* _Problem_: An answer that reproduces all the entries exactly is what is needed.

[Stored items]
============================================================
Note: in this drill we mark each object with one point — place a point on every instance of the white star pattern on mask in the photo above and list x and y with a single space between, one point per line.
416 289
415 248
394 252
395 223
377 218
============================================================
* _Answer below_:
Note: in this drill we mark each object with one point — place a point on every instance of the white star pattern on mask in the photo above and list x and y with a single space between, one point per line.
416 289
415 248
394 252
395 223
377 218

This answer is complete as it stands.